Instrução escrita a »
Informe cada linha dos registros em que aparece a palavra "post", copiando a linha inteira. Maiúsculas e minúsculas devem ser diferenciadas.

Trecho da página »
A queima de carvão produz mais
dióxido de carbono que o petróleo e o gás natural, mas é também a fonte de
energia mais abundante e barata, responsável por 40% da eletricidade americana.
A indústria de energia gera cerca de 33% das emissões de carbono dos EUA,
segundo a EPA.
O presidente Obama ressaltou os
benefícios que a nova regra deve trazer à saúde pública e rebateu as críticas
de que ela prejudicaria a economia. "Ela será um grande incentivo para que
Estados e consumidores se tornem mais eficientes" no consumo de energia,
disse ele numa teleconferência com a Associação Americana do Pulmão. "Como
resultado, sua conta de eletricidade vai diminuir, já que esses padrões vão incentivar
investimentos em eficiência energética e no combate ao desperdício."

Registros »
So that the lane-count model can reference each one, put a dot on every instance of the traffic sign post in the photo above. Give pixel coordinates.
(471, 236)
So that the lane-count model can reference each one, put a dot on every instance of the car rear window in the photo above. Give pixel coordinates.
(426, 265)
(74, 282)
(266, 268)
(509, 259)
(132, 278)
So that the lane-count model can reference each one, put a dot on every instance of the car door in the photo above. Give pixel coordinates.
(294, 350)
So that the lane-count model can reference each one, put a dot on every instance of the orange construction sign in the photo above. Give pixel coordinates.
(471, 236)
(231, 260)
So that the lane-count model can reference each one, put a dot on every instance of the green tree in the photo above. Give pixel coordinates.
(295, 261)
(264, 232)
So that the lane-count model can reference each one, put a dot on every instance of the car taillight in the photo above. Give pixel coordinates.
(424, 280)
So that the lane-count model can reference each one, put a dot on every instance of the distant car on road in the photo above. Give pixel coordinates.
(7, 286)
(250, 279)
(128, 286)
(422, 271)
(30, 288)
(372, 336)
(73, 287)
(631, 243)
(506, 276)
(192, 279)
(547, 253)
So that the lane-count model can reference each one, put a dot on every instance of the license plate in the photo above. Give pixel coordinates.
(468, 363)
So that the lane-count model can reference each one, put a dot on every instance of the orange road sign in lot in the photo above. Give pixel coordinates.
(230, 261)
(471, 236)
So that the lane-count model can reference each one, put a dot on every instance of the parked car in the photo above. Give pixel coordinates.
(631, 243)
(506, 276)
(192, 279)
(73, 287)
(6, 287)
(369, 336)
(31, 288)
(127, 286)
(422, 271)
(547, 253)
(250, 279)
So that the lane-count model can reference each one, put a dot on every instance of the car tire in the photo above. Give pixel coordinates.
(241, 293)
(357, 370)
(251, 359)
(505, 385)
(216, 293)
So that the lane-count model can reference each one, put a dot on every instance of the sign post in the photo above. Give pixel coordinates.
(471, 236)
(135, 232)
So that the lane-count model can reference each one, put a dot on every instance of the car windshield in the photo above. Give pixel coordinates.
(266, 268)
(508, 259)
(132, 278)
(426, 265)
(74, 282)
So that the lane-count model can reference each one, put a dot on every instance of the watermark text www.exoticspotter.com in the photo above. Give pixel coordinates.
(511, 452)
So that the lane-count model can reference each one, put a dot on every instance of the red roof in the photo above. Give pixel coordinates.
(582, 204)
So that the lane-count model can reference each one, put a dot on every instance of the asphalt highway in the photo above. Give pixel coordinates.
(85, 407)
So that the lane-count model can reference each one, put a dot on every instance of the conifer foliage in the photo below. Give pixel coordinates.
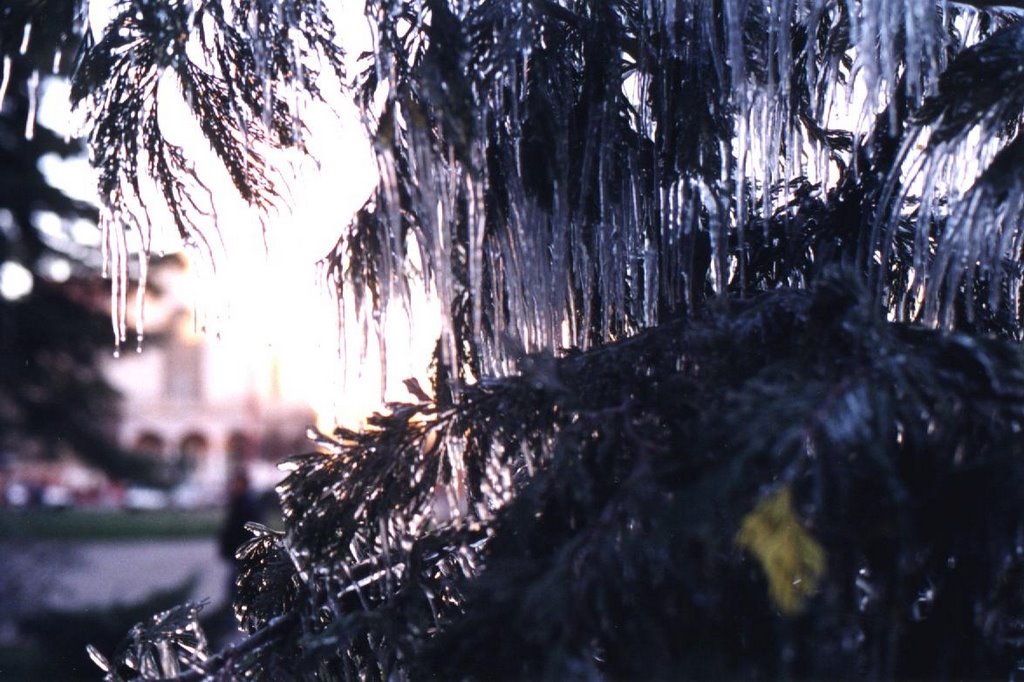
(729, 382)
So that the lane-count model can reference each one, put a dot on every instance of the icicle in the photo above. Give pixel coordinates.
(30, 121)
(26, 36)
(5, 79)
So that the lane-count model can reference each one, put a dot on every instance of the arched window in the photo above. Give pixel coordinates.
(150, 442)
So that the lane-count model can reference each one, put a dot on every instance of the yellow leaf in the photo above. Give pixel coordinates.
(794, 562)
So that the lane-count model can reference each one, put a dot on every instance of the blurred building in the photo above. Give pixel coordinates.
(201, 402)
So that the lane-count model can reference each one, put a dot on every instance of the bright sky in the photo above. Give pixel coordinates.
(265, 296)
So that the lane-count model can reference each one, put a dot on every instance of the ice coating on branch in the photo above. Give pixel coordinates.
(242, 71)
(548, 220)
(567, 173)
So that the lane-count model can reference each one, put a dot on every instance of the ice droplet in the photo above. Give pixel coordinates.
(5, 79)
(26, 37)
(30, 119)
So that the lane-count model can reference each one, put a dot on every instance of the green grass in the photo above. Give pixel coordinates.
(107, 524)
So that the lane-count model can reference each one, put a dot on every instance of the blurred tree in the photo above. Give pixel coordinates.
(729, 382)
(53, 397)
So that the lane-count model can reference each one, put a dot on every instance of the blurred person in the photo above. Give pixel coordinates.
(243, 507)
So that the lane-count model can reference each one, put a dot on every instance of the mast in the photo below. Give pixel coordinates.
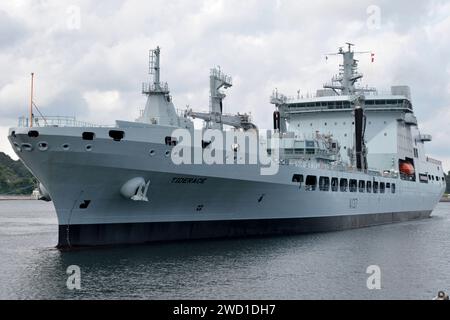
(31, 100)
(217, 81)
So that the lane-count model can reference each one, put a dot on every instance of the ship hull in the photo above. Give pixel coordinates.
(196, 201)
(71, 236)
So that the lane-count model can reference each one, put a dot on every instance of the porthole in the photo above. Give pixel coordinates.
(43, 146)
(18, 148)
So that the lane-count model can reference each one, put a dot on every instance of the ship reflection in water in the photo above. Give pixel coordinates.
(412, 256)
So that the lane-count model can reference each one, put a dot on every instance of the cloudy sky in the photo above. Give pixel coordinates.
(90, 57)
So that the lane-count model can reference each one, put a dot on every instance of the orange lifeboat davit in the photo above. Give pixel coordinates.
(407, 168)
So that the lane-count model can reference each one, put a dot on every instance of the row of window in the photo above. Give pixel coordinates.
(344, 185)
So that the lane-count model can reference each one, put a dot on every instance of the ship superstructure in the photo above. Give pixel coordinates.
(348, 157)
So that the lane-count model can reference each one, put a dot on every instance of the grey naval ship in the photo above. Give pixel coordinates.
(348, 157)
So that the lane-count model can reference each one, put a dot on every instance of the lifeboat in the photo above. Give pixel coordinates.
(407, 168)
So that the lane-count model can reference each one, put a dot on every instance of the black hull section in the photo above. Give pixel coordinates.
(135, 233)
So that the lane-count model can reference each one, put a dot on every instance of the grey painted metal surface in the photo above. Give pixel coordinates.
(85, 169)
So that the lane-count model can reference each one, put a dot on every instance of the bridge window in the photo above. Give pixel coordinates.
(311, 183)
(343, 185)
(362, 186)
(324, 184)
(353, 185)
(334, 184)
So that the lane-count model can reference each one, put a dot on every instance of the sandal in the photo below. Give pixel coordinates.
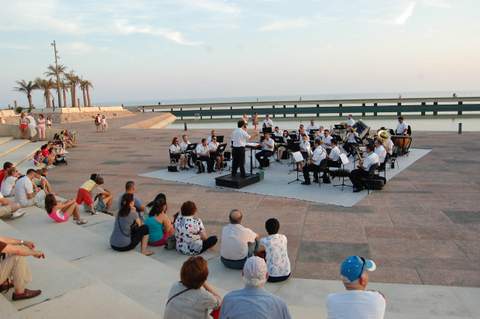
(27, 294)
(81, 222)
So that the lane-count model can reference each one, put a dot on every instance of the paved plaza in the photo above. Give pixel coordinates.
(422, 228)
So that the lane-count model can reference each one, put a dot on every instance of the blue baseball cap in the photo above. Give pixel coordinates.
(353, 266)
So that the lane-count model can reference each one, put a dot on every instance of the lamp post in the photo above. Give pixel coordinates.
(54, 44)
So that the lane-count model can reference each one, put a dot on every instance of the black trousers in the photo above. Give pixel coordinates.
(209, 163)
(135, 238)
(210, 242)
(238, 160)
(356, 177)
(262, 155)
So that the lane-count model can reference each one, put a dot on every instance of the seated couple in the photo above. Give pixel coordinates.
(238, 243)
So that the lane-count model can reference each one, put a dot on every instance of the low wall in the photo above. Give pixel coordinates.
(159, 121)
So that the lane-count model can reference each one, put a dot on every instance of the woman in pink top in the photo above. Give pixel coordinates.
(41, 127)
(61, 212)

Instrução escrita b »
Por favor, imprima o trecho da página completo, sem nenhuma alteração.

Solução a »
So that the lane-count model can reference each one, put a dot on every instance of the traffic sign post in the photo above. Give pixel coordinates.
So that the lane-count model can reference each one, put a dot on every instance of the sign post in the photo above. Give pixel coordinates.
So that the lane-count model can reference each one, put a dot on every instance of the lamp post in the photo above. Give pixel coordinates.

Solução b »
A queima de carvão produz mais
dióxido de carbono que o petróleo e o gás natural, mas é também a fonte de
energia mais abundante e barata, responsável por 40% da eletricidade americana.
A indústria de energia gera cerca de 33% das emissões de carbono dos EUA,
segundo a EPA.
O presidente Obama ressaltou os
benefícios que a nova regra deve trazer à saúde pública e rebateu as críticas
de que ela prejudicaria a economia. "Ela será um grande incentivo para que
Estados e consumidores se tornem mais eficientes" no consumo de energia,
disse ele numa teleconferência com a Associação Americana do Pulmão. "Como
resultado, sua conta de eletricidade vai diminuir, já que esses padrões vão incentivar
investimentos em eficiência energética e no combate ao desperdício."